Goal of the exercise: Convert the entries below into a two-column CSV with the header input,output, one row per entry. Put each entry's text in input and its answer in output, wrap every field in double quotes, and replace line breaks with spaces.

Records supplied:
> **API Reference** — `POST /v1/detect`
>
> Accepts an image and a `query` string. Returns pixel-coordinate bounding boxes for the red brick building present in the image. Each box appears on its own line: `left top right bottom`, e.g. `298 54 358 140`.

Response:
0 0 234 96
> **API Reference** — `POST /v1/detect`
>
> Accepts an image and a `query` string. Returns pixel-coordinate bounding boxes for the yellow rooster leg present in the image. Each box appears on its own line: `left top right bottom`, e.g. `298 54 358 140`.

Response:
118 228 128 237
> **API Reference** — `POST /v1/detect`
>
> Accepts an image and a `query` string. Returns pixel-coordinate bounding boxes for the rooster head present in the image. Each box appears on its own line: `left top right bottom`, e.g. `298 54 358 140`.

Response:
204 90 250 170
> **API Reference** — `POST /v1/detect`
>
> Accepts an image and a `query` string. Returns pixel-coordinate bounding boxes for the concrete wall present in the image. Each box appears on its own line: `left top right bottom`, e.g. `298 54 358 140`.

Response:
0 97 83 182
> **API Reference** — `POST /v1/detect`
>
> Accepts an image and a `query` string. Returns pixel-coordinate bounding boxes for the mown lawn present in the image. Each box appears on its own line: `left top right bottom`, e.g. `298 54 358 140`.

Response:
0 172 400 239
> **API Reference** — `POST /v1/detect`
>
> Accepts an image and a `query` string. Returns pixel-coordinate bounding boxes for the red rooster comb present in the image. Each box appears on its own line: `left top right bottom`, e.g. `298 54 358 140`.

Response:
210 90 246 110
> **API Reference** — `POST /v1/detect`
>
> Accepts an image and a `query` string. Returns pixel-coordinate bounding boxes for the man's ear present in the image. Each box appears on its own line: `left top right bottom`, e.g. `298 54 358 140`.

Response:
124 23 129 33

Response to this exercise:
input,output
"> **API Reference** — `POST /v1/detect` > > Accepts an image and a `query` string. Returns pixel-coordinate bounding boxes for the red brick building present in the image. Each box appears on its own line: `left top right bottom`, e.g. `298 54 358 140`. Response:","0 0 234 96"
"> **API Reference** — `POST /v1/detect` > > Accepts an image and a `query` string. Returns pixel-coordinate bounding boxes for the yellow rooster leg present in the image. Each box appears on its own line: `left top right bottom`, e.g. `298 54 358 140`. Response:","118 228 128 237"
"> **API Reference** — `POST /v1/detect` > > Accepts an image and a `query` string. Returns pixel-coordinate bounding boxes for the rooster head present in the image. Each box appears on its own line: `left top right bottom`, e.g. `298 54 358 140`. Response:","204 90 250 170"
"> **API Reference** — `POST /v1/detect` > > Accepts an image and a `query` string. Returns pixel-coordinate bounding boxes for the concrete wall present in the image. Each box appears on its own line: `left top right bottom`, e.g. `298 54 358 140`. Response:","0 97 83 182"
"> **API Reference** — `POST /v1/detect` > > Accepts an image and a `query` string. Returns pixel-coordinate bounding boxes for the mown lawn present in the image. Each box appears on its own line: `left top right bottom`, e.g. `298 54 358 140`. Response:","0 172 400 239"
"> **API Reference** — `POST /v1/detect` > > Accepts an image and a `query` string. Returns pixel-coordinate bounding boxes for the red rooster comb present in the image. Each box appears on its own line: `left top right bottom`, e.g. `298 54 358 140`. Response:","210 90 246 110"
"> **API Reference** — `POST /v1/detect` > > Accepts an image and a `query` string. Returns pixel-coordinate bounding boxes for the man's ear present in the image. Each box appears on its own line: `left top right bottom`, e.g. `298 54 358 140`. Response:","124 23 129 33"